Everything from the line containing "the white helmet" through the final line of the records must be transcribed verbatim; nothing else belongs in the result.

- Input for this task
□ □ □ □ □
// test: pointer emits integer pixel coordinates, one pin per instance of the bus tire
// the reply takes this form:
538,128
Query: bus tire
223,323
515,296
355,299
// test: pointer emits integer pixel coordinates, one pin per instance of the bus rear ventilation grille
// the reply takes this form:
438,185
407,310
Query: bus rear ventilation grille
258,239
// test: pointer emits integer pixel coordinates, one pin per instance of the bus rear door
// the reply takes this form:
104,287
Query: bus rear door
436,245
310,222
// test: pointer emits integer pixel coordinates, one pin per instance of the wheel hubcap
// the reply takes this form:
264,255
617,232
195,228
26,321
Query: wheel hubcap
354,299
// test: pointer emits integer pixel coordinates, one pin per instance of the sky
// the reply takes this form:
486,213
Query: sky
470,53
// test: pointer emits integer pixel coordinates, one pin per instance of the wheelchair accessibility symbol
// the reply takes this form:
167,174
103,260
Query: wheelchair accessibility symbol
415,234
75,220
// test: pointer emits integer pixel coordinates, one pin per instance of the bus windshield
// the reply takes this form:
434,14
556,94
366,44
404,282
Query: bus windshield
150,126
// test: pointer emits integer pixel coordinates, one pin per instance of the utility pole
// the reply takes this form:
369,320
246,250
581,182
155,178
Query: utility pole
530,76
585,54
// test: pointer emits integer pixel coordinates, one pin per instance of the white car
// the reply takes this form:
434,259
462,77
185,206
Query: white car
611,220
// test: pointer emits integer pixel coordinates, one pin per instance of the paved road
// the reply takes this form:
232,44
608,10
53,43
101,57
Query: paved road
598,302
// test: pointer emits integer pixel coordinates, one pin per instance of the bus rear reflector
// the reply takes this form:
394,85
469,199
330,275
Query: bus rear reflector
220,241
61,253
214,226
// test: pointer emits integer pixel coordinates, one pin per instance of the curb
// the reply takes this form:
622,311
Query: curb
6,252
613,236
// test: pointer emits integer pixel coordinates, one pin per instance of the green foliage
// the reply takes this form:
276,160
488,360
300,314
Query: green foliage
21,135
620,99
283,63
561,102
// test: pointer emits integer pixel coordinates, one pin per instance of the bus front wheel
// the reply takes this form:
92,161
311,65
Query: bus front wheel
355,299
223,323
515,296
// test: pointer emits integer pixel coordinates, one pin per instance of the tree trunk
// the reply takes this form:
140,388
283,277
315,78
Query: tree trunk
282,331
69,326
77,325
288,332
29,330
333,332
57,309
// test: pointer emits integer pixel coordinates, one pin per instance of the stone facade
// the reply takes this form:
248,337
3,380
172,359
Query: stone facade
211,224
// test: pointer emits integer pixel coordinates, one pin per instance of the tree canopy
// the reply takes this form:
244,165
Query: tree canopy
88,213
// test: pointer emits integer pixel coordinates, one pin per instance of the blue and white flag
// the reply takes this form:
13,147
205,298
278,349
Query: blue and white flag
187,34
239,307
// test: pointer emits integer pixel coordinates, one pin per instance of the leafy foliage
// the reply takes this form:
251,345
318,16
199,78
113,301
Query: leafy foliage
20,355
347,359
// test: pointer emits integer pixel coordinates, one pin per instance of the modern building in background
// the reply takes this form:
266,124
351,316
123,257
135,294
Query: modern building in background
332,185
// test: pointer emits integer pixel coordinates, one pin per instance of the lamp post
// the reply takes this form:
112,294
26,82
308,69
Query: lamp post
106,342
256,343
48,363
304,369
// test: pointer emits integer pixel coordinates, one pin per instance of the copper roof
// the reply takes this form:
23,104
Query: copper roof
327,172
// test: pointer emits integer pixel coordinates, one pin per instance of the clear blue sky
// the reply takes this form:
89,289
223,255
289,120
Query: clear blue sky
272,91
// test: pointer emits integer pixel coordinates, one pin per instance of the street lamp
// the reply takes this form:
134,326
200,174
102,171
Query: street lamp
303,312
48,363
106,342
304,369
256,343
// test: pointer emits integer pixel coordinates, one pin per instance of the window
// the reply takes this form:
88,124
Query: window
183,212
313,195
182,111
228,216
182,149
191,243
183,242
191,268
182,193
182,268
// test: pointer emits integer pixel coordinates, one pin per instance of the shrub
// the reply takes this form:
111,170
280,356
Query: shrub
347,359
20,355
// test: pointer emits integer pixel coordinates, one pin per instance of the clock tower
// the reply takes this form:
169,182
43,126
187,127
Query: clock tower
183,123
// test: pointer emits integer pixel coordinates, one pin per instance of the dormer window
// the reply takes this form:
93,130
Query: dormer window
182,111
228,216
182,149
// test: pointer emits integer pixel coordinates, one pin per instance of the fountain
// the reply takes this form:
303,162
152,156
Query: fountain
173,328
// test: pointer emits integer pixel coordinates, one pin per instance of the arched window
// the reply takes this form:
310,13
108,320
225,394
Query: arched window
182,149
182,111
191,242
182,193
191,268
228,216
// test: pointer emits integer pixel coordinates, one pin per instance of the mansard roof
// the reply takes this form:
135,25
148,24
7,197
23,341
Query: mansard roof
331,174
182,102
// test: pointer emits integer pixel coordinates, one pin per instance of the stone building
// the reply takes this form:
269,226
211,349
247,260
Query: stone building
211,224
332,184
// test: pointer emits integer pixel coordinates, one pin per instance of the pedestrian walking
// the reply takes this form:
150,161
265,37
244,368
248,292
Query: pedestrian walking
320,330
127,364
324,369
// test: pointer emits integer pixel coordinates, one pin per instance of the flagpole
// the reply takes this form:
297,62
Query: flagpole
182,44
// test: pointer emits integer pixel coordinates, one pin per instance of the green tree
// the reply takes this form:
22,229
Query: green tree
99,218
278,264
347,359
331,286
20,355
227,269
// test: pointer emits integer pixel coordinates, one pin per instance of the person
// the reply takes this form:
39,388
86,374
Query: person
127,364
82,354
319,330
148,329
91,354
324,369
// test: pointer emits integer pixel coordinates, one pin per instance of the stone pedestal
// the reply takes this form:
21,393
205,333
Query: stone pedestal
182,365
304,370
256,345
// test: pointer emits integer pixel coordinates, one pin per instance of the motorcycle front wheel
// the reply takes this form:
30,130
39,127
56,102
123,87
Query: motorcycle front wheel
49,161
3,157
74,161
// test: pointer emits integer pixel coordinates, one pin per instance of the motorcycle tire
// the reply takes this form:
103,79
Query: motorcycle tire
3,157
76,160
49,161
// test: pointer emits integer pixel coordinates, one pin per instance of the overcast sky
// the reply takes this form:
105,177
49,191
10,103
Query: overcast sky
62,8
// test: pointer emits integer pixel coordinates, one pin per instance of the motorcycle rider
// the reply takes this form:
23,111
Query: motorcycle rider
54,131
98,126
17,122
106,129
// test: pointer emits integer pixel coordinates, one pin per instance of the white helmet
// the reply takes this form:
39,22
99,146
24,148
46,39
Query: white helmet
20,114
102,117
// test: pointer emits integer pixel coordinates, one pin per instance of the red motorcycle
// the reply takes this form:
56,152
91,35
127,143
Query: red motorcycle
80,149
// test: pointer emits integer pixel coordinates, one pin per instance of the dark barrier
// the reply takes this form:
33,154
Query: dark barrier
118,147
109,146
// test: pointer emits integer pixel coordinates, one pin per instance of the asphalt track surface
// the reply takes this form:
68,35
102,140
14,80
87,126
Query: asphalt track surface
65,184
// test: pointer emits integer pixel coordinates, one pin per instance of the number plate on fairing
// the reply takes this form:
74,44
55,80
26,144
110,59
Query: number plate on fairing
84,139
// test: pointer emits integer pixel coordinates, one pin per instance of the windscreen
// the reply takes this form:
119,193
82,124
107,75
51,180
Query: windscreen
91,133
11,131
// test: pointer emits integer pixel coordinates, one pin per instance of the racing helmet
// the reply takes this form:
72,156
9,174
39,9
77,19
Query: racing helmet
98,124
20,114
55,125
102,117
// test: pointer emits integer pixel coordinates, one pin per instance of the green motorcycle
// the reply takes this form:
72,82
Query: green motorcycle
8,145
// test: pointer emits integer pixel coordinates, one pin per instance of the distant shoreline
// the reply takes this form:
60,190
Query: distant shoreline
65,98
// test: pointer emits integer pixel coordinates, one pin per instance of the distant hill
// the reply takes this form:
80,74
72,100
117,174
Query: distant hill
□ □ □ □ □
- Problem solution
// test: pointer emits integer pixel coordinates, one pin per instance of the white helmet
// the reply takes this form:
39,22
99,146
24,148
46,39
Query: white helmet
20,114
102,117
// test: pointer emits integer pixel coordinates, one pin per instance of the red motorcycle
// the reply takes this form:
56,152
91,35
127,143
Query: red motorcycle
80,149
// test: pointer emits integer pixel coordinates, one pin per instance of the dark barrier
// the reply takes this form:
33,154
Query: dark barrier
118,147
109,146
// test: pointer emits integer pixel coordinates, one pin per instance of the asphalt track surface
// the reply takes this form:
68,35
102,140
14,80
87,126
Query: asphalt track surface
65,184
// test: pointer emits integer pixel coordinates, one pin per instance of the number plate on fairing
// the reply takes this form:
74,44
55,80
26,144
110,59
Query: number plate on fairing
84,139
// test: pointer emits integer pixel coordinates, one pin per instance of the windscreen
// the reply takes this form:
119,193
82,124
107,75
51,180
Query: windscreen
91,133
11,131
// test: pointer emits integer pixel coordinates, one pin per instance of the racing helmet
// the reply takes this form:
72,156
9,174
39,9
77,19
Query: racing helmet
98,124
20,114
55,125
102,117
// test: pointer emits integer pixel coordinates, one pin per instance of the green motorcycle
// the reply takes this form:
72,82
Query: green motorcycle
8,145
// test: pointer emits integer pixel coordinates, one pin per instance of the distant shoreline
// the reply takes this form:
60,190
Query: distant shoreline
65,98
// test: pointer emits integer pixel coordinates, one pin per instance of the distant hill
// the reply takes this form:
80,74
72,100
117,174
Query: distant hill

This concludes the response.